■ **Stated goal**
Return the lines beginning at the one that contains "black glove, which" and continuing to the end of the entries, including both ends, exactly as written and nothing else.

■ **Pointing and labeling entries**
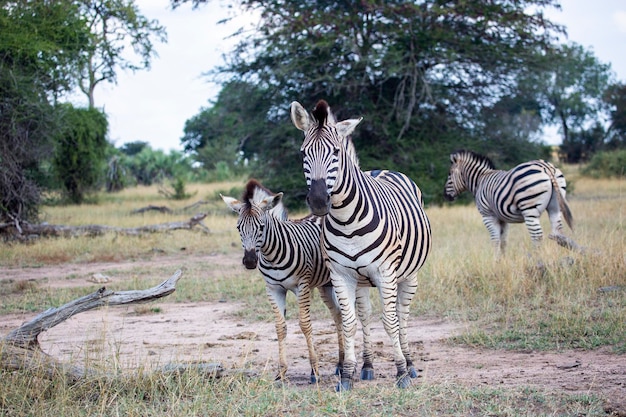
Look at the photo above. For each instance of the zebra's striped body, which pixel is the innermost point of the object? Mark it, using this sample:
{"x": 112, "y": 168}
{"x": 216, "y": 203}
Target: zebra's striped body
{"x": 375, "y": 231}
{"x": 515, "y": 196}
{"x": 289, "y": 257}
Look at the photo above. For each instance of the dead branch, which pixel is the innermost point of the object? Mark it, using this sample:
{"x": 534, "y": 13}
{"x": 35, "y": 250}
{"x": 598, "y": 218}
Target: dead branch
{"x": 569, "y": 243}
{"x": 51, "y": 230}
{"x": 20, "y": 349}
{"x": 161, "y": 209}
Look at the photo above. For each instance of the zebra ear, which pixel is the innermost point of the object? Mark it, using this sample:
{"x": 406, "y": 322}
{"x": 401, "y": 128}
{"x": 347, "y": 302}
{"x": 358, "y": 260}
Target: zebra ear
{"x": 234, "y": 204}
{"x": 346, "y": 127}
{"x": 270, "y": 202}
{"x": 300, "y": 117}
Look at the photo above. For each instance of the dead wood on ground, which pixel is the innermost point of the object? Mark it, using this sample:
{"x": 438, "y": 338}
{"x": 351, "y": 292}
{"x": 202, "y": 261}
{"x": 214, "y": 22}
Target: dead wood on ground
{"x": 20, "y": 349}
{"x": 28, "y": 231}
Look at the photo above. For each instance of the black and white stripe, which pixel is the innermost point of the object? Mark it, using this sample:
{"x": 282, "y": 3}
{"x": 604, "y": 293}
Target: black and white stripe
{"x": 519, "y": 195}
{"x": 375, "y": 231}
{"x": 288, "y": 255}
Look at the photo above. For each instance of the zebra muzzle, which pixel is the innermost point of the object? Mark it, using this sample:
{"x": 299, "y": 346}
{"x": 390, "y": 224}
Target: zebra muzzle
{"x": 250, "y": 259}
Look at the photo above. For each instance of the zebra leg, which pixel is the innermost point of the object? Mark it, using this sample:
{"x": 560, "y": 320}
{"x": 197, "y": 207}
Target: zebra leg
{"x": 554, "y": 214}
{"x": 345, "y": 292}
{"x": 364, "y": 309}
{"x": 327, "y": 295}
{"x": 406, "y": 292}
{"x": 494, "y": 227}
{"x": 533, "y": 225}
{"x": 389, "y": 297}
{"x": 277, "y": 298}
{"x": 504, "y": 232}
{"x": 304, "y": 319}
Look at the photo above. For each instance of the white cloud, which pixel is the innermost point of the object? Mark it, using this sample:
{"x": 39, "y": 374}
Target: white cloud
{"x": 619, "y": 18}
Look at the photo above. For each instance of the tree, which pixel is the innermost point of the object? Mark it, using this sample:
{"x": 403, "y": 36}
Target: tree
{"x": 40, "y": 48}
{"x": 571, "y": 89}
{"x": 79, "y": 155}
{"x": 225, "y": 132}
{"x": 114, "y": 26}
{"x": 420, "y": 72}
{"x": 615, "y": 97}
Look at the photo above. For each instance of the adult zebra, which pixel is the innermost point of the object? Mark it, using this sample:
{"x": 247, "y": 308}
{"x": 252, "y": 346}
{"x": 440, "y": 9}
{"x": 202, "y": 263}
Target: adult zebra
{"x": 375, "y": 231}
{"x": 515, "y": 196}
{"x": 289, "y": 257}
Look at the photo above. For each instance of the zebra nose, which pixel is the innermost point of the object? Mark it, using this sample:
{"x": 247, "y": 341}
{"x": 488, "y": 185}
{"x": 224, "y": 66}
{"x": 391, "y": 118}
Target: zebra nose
{"x": 249, "y": 259}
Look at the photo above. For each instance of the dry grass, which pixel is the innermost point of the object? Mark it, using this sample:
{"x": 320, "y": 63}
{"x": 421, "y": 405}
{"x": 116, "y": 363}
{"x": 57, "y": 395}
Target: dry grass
{"x": 507, "y": 304}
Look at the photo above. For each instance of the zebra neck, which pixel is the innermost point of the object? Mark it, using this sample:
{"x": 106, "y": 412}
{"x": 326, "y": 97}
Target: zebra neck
{"x": 474, "y": 177}
{"x": 274, "y": 228}
{"x": 347, "y": 191}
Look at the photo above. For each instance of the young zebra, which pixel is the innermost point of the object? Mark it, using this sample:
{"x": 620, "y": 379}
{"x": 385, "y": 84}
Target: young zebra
{"x": 289, "y": 257}
{"x": 375, "y": 231}
{"x": 515, "y": 196}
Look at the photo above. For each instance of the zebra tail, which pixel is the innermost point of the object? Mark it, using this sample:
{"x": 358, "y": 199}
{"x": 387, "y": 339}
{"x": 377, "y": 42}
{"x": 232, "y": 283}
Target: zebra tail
{"x": 563, "y": 205}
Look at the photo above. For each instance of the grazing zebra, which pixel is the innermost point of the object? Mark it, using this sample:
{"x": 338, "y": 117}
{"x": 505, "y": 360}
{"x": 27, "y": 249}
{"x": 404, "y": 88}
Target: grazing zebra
{"x": 515, "y": 196}
{"x": 289, "y": 257}
{"x": 375, "y": 231}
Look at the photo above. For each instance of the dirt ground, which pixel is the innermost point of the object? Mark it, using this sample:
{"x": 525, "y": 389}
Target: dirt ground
{"x": 211, "y": 332}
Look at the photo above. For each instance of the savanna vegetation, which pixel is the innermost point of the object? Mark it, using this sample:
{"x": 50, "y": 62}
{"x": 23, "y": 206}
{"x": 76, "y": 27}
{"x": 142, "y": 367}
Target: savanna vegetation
{"x": 577, "y": 302}
{"x": 428, "y": 76}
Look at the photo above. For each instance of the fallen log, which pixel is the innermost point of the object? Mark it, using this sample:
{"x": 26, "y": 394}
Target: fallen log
{"x": 27, "y": 230}
{"x": 160, "y": 209}
{"x": 20, "y": 349}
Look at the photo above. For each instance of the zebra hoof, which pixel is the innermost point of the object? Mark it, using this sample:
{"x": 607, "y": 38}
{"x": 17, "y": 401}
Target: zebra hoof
{"x": 367, "y": 374}
{"x": 344, "y": 385}
{"x": 403, "y": 381}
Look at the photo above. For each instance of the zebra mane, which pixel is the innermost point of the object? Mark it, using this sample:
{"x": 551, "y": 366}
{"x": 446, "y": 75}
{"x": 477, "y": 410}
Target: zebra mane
{"x": 322, "y": 114}
{"x": 255, "y": 192}
{"x": 473, "y": 156}
{"x": 351, "y": 151}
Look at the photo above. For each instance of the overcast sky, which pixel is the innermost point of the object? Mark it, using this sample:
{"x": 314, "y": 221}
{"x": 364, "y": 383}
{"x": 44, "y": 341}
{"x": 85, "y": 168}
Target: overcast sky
{"x": 153, "y": 105}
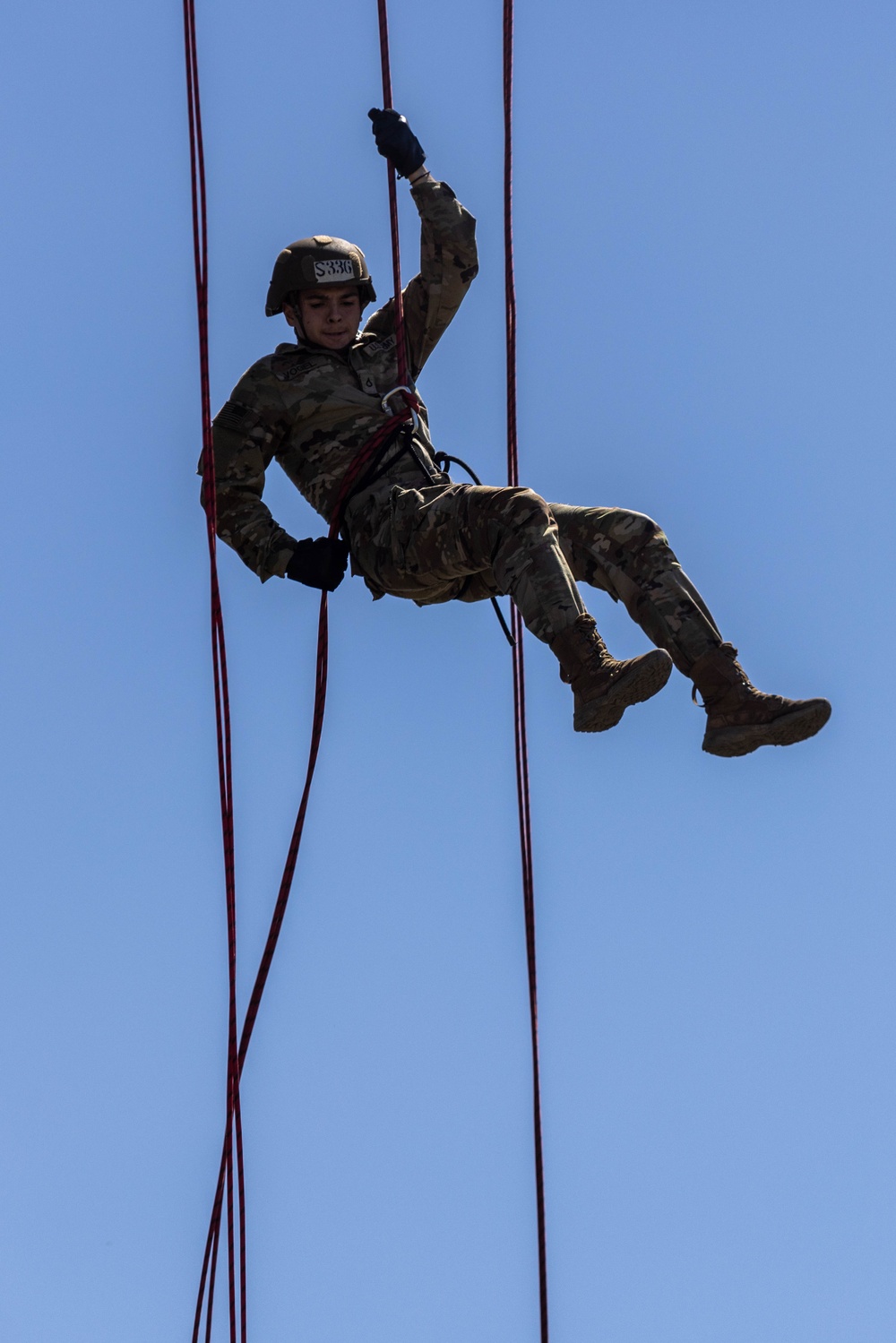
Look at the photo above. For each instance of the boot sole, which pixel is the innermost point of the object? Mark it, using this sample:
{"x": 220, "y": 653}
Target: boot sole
{"x": 783, "y": 732}
{"x": 640, "y": 683}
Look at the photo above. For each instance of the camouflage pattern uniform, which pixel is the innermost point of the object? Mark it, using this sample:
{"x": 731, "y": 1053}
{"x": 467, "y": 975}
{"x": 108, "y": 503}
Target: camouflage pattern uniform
{"x": 413, "y": 530}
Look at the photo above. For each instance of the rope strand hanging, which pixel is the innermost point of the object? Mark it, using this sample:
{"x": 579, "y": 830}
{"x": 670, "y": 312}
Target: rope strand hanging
{"x": 519, "y": 672}
{"x": 230, "y": 1178}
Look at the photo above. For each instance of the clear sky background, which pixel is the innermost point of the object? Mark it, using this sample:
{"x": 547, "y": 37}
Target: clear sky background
{"x": 704, "y": 228}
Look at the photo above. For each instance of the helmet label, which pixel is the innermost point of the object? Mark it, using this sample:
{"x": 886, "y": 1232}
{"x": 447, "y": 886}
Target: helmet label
{"x": 333, "y": 271}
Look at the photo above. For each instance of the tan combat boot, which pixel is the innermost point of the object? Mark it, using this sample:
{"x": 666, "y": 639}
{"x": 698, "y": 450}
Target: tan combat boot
{"x": 739, "y": 718}
{"x": 603, "y": 688}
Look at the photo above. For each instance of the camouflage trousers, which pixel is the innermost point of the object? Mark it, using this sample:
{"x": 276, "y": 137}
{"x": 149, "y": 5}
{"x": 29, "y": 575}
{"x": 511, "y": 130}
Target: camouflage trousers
{"x": 468, "y": 543}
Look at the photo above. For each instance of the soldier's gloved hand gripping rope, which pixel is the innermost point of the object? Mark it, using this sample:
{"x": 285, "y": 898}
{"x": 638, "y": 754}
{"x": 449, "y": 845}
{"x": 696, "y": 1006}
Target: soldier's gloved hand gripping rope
{"x": 319, "y": 563}
{"x": 397, "y": 142}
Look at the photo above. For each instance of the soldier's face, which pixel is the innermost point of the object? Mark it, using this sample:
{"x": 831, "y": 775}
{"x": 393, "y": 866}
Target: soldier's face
{"x": 330, "y": 314}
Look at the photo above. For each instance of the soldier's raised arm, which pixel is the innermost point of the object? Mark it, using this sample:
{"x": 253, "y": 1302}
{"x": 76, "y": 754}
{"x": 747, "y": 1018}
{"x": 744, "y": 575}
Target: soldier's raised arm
{"x": 449, "y": 260}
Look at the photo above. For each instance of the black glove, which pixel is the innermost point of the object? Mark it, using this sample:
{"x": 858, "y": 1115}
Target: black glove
{"x": 397, "y": 142}
{"x": 319, "y": 563}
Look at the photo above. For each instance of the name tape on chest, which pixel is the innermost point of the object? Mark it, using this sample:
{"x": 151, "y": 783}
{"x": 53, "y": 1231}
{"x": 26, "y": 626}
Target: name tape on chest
{"x": 333, "y": 271}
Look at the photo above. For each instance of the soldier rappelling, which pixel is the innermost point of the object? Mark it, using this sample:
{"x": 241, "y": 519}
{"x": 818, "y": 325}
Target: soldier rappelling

■ **Answer to the exercise**
Look at the photo above. For each instance of the black glove, which pixel is the innermost point of the object? Mark it, using this sample:
{"x": 858, "y": 1115}
Target: black glove
{"x": 397, "y": 142}
{"x": 319, "y": 563}
Look at the photo above. For each instance of the name tape on chest, which pixel is the innermost point of the object? Mark it, using this sample:
{"x": 151, "y": 783}
{"x": 53, "y": 1231}
{"x": 26, "y": 626}
Target: name tape on chest
{"x": 333, "y": 271}
Look at the photo above. For each instance of the soldier rappelling, which pixel is the innermost point of the object? Mark it, using this sample:
{"x": 241, "y": 519}
{"x": 818, "y": 325}
Target: soldier rappelling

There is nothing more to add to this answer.